_WORK TO DO_
• A. Set down the passage on working as a wine broker, copying it word for word between "As a wine broker, your" and "the invoiced amount.", inclusive.
• B. Resume the passage on working as a wine broker, beginning right after its final sentence.
━━ PASSAGE ━━
Like many people, I started out in the wine business as a sales broker because in most states, you don’t typically need a license or any capital input to get started. Wine brokers serve as the intermediary between buyers and sellers and earn a commission. Most commonly, wine brokers work as independent sales agents in the wholesale tier.
Wine brokers take samples to potential customers, let them taste the product, and submit orders to the seller. Most brokers live in a specified territory and connect local restaurants, hotels, retailers (HORECA) to suppliers like wineries, importers, distributors, or other brokers in other territories. Tempted? I’d always encourage you to go for it, but there are a few things you should know before signing on the dotted line.
The first challenge is to identify the types of wines that people want to buy from you. Then, you need to determine if the supplier is reliable and has sufficient inventory to support your sales efforts. No one wants to do the work of selling a product only the find out that the order cannot be fulfilled.
It can be tricky to make a full-time living as a commissioned sales broker or agent, but it gives you a great introduction to the wine industry. A commission of 10-15% is standard, but it can take months or years to build a book of business with sufficient sales that would generate a living wage. You may want to consider brokering wine as a work part-time endeavor to start.
Want to work in a developed market like San Francisco, Los Angeles, and New York? Don’t we all. Your main challenge will be hundreds of brokers selling to too few buyers. I often hear buyers complain that they get calls from 100-200 brokers and struggle to accommodate 50 vendor relationships. In these cities, you may find it tricky to establish vendor relationships.
As a wine broker, your network is your bread and butter. Some brokers have key, high volume relationships with buyers like Costco where they can connect winery suppliers and buyers on a container basis. In this case, the wine broker makes between .03-.10/bottle or up to 5-10% of the invoiced amount.
This type of recurring, volume business can be profitable as long as you obtain and maintain a strongly enforceable contract that prevents the seller from selling directly to the buyer. This is a real problem and I had a lawyer draw up a non-circumvention agreement years ago.
You could trade in high end, investment grade, or collectible wines. However, since these wines can be rare and high in value ($500-10,000/btl), even well-heeled brokers are cautious about acquiring too much high-end inventory that’s hard to flip for a quick sale. Also, it’s not easy to find and acquire these types of wines and it takes a professional to validate the authenticity of these wines as they are the most commonly forged wines in the world. This type of “gray market” brokering typically requires an alcohol license and state tax remittance may be required.
━━━
━━ ENTRIES PROVIDED ━━
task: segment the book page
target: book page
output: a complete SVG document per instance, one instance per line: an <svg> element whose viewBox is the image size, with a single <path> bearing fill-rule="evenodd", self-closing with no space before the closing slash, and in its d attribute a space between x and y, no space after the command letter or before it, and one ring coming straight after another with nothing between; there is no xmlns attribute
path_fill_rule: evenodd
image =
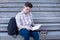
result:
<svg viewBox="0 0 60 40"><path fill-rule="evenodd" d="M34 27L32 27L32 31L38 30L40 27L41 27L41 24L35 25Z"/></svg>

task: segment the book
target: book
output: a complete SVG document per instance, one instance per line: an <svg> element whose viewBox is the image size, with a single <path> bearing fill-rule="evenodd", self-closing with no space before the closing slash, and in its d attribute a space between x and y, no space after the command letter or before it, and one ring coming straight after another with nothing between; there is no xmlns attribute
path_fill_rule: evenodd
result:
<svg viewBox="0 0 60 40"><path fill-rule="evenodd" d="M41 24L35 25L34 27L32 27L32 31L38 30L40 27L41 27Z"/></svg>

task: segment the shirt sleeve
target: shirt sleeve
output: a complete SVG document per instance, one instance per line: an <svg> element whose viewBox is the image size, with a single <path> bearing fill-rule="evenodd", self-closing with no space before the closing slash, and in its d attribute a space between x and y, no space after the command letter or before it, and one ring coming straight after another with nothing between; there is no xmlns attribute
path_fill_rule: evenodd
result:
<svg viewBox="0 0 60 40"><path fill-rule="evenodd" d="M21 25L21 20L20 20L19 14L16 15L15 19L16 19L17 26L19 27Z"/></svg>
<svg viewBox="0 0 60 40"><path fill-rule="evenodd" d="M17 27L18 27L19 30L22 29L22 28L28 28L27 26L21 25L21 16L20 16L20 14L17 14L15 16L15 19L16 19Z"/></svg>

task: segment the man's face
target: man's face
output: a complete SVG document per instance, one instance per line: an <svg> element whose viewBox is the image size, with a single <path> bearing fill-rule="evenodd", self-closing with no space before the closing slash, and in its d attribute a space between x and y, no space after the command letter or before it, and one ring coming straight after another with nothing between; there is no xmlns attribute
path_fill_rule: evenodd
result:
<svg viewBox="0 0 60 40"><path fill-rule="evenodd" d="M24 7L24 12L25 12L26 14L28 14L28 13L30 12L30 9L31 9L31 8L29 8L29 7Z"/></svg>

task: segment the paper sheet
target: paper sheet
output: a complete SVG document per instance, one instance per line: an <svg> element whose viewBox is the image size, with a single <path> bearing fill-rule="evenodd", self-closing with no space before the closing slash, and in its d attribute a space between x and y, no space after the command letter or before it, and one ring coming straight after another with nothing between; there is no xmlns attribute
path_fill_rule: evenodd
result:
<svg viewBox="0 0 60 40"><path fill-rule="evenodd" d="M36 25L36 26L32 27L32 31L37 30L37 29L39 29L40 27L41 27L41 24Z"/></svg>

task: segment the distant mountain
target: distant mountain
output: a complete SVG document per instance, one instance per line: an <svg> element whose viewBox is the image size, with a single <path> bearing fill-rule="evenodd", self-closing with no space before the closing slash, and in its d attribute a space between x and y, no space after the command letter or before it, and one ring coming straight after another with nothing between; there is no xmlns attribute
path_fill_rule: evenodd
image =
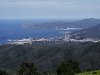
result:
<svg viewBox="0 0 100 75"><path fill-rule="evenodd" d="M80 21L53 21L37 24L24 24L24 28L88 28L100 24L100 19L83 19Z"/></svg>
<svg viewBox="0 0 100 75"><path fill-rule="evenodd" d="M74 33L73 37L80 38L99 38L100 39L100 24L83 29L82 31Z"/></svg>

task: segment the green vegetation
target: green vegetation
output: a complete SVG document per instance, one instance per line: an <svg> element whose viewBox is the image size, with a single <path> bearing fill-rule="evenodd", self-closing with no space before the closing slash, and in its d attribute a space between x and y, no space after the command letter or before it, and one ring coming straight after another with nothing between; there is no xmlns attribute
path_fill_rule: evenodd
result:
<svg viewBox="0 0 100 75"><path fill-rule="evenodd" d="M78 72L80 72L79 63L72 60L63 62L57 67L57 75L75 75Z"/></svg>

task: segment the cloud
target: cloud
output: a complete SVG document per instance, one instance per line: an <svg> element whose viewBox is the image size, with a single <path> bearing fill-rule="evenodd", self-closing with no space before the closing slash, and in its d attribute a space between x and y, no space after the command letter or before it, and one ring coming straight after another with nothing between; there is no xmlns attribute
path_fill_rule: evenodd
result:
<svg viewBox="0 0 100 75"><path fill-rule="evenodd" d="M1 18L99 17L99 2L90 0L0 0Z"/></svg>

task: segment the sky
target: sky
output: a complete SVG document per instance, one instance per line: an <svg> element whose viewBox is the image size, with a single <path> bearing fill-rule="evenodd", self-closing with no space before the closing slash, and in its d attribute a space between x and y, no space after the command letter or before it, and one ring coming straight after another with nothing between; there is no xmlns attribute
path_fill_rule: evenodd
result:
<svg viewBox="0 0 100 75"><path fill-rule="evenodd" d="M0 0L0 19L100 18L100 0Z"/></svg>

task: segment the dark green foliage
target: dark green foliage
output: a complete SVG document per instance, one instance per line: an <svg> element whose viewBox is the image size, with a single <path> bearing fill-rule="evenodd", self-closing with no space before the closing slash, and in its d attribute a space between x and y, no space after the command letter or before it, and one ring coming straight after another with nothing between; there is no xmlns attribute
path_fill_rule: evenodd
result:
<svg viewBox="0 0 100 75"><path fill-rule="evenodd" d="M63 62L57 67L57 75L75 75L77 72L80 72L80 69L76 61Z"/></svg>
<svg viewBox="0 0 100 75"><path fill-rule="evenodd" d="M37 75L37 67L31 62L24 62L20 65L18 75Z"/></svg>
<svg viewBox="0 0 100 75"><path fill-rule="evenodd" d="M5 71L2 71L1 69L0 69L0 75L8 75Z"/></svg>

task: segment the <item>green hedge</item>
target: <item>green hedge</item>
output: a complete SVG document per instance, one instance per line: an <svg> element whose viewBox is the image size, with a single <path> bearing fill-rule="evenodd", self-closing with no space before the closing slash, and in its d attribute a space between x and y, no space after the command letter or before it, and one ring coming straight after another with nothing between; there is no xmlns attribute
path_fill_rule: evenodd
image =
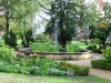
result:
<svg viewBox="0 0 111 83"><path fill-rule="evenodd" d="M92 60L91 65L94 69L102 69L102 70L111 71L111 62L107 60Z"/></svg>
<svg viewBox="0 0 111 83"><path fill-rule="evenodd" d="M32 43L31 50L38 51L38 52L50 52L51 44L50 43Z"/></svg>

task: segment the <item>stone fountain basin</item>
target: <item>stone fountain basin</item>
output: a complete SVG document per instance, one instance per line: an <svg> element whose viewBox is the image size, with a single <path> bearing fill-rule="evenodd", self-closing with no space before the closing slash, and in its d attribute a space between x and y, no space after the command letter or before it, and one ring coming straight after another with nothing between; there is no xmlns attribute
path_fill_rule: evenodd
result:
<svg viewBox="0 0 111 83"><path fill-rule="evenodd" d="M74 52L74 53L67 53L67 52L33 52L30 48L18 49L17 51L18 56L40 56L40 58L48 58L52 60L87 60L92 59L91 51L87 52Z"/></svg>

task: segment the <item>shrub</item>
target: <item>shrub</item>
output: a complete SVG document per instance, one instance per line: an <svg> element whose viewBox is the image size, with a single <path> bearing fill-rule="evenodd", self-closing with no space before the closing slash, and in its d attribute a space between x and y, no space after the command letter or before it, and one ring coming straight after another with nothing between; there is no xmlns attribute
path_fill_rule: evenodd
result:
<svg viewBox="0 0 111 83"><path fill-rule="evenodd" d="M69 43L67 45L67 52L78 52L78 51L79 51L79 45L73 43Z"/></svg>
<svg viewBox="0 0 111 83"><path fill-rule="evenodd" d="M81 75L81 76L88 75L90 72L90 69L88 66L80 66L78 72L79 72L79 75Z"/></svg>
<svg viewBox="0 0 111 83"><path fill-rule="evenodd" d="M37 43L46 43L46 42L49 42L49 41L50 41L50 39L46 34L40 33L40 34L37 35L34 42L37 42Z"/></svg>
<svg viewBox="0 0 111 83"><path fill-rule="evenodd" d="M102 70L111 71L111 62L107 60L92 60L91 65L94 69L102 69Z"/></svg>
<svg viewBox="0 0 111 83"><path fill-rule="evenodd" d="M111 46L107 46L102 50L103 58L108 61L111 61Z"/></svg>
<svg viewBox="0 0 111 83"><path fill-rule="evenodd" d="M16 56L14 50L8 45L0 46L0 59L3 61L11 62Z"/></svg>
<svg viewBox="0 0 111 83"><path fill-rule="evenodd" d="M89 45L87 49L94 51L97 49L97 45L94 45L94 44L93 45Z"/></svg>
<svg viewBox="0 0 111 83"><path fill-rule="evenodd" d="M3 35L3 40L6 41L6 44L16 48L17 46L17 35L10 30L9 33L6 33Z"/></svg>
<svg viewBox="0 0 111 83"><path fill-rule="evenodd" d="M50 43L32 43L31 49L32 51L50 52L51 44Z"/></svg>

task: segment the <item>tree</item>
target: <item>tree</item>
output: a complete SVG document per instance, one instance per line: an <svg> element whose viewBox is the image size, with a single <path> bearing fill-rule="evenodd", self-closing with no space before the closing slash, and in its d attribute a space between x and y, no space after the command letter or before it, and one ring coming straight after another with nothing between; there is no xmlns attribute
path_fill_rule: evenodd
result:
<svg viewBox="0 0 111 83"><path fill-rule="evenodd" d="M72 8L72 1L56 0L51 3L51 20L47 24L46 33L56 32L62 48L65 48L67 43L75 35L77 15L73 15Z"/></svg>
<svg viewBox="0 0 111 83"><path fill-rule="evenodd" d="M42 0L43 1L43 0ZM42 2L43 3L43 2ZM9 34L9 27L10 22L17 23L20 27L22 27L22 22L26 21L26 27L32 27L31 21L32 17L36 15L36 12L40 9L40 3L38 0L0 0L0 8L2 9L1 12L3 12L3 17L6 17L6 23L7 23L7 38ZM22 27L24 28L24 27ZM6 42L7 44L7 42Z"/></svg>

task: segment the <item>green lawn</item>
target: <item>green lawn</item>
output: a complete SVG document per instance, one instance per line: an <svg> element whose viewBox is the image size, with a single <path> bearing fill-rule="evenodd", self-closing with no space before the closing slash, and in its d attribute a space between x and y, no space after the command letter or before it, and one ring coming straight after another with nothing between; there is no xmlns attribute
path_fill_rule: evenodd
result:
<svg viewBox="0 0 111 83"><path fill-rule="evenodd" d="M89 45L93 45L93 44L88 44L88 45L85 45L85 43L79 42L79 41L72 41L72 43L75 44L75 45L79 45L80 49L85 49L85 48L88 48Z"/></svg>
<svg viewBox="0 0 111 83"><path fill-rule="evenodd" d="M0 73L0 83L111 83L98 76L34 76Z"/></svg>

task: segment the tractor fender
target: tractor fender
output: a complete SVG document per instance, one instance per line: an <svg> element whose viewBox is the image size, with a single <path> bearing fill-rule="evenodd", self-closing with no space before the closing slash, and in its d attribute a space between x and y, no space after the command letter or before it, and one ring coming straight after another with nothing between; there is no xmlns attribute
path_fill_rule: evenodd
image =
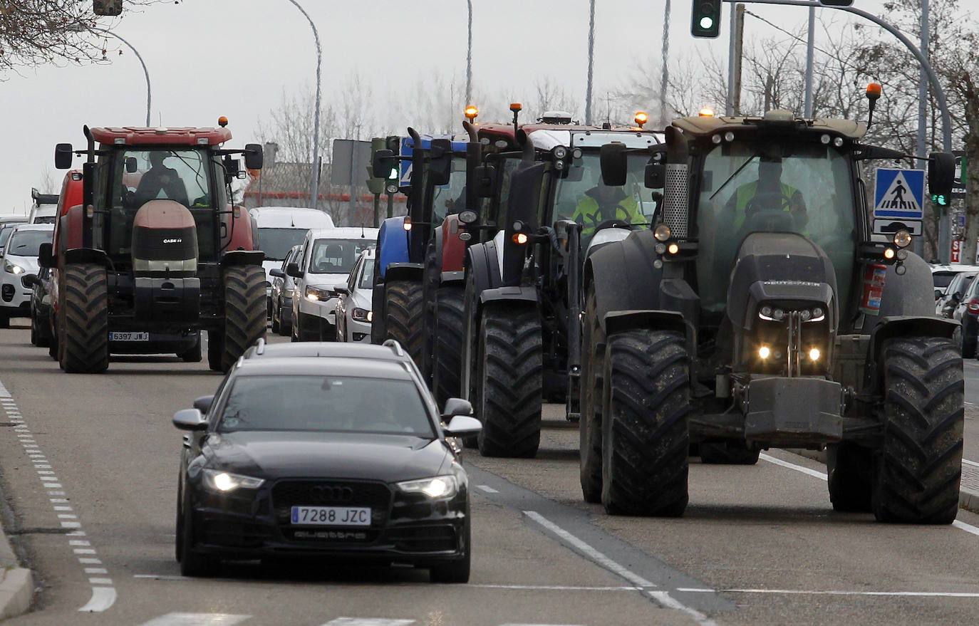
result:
━━━
_ANSWERS IN ORDER_
• A.
As a wine broker, your network is your bread and butter. Some brokers have key, high volume relationships with buyers like Costco where they can connect winery suppliers and buyers on a container basis. In this case, the wine broker makes between .03-.10/bottle or up to 5-10% of the invoiced amount.

• B.
The largest parts of this business are the First Growth wines of Bordeaux, but also includes a select number of producers from Bordeaux, Rhone, Burgundy, Tuscany, Piemonte, and Napa. See the list of producers included in the Liv-ex 100 portfolio for examples.
Importing wine is straightforward. You find, select and source wines produced in one area or country and manage the customs, federal registration, local, state and federal tax and compliance to sell those wines in a specified territory.
Most importers source wines that aren’t available or marketed within a specified territory. Some control states allow only a single vendor of a product within a specified territory (Nevada, Georgia, Virginia, et al.), which provides a protective moat, given certain conditions, for selling those products. These types of states are referred to as ‘franchise states’.
The fees associated with starting a wine import business are nominal. There are the usual entity start up fees at the local, state, and federal level, then a free online application for your federal importer’s permit. Next, you file a state level application with the Alcohol Beverage Control (ABC) office and pay some fees (typically less than $1000).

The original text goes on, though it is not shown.